[Records contained in a dataset]
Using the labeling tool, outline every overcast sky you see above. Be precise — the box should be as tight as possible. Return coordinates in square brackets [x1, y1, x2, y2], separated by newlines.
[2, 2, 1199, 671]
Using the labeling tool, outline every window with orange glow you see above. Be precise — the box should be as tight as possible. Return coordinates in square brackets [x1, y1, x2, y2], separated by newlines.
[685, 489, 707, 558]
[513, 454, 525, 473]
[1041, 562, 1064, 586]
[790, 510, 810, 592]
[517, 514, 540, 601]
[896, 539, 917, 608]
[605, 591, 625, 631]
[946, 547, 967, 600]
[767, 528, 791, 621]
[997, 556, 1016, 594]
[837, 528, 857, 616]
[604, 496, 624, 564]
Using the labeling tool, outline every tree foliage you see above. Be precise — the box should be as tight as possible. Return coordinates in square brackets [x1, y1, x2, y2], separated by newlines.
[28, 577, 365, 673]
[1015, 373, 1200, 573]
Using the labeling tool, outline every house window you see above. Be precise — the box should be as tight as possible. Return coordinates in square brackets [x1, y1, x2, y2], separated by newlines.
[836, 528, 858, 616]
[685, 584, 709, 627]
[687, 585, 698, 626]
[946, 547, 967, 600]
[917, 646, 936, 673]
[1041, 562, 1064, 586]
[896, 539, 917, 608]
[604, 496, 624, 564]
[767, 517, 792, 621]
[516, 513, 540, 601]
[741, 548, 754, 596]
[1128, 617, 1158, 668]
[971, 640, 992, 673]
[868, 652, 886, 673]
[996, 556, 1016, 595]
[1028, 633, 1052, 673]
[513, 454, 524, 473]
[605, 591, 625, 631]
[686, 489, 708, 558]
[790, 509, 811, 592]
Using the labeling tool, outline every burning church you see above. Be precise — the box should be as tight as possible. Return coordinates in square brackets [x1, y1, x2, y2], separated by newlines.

- Exercise brief: Each record above should be returned exactly as written.

- Answer below:
Using the labeling tool, outline every overcast sky you see above. Be precise — the box should be as tight as possible. Return coordinates in square brackets [x1, y1, x2, y2], separated by newlines.
[2, 2, 1199, 671]
Using the labeling tool, outline every window with orange glow you see above. Be precise — the box should be as tight as possible. Return coordinates in square brackets [x1, y1, x2, y2], separated by newlines.
[685, 489, 707, 558]
[513, 454, 525, 473]
[1041, 562, 1064, 586]
[790, 510, 810, 592]
[517, 514, 540, 601]
[896, 539, 917, 608]
[605, 591, 625, 631]
[946, 547, 967, 600]
[767, 528, 791, 621]
[997, 556, 1016, 594]
[837, 528, 857, 616]
[604, 496, 624, 564]
Using the labeling tool, outline every tree foliage you see above. Be precise — the box should be as tight as possible. Return coordinates in square brackets [x1, y1, x2, y2], separated by newlines.
[28, 577, 365, 673]
[1015, 373, 1200, 573]
Using the labeling tool, outline every house window you see above. Be precise — the box should be as tight as possible. Return coordinates in square brackets [x1, y1, x2, y2], separated by newlines.
[836, 528, 858, 616]
[685, 584, 709, 627]
[687, 585, 698, 626]
[946, 547, 967, 600]
[917, 646, 936, 673]
[1041, 562, 1064, 586]
[896, 539, 917, 608]
[604, 496, 624, 564]
[767, 517, 792, 621]
[516, 513, 540, 601]
[741, 548, 754, 596]
[1128, 617, 1158, 668]
[971, 640, 992, 673]
[868, 652, 886, 673]
[996, 556, 1016, 595]
[1028, 633, 1052, 673]
[513, 454, 524, 473]
[605, 591, 625, 631]
[686, 489, 708, 558]
[790, 509, 811, 592]
Using the labeling tool, outline every burning church you see above. Be precise — the box should be as tight as possible. Return coordinates in square brackets [x1, y1, x2, y2], separated by newlines.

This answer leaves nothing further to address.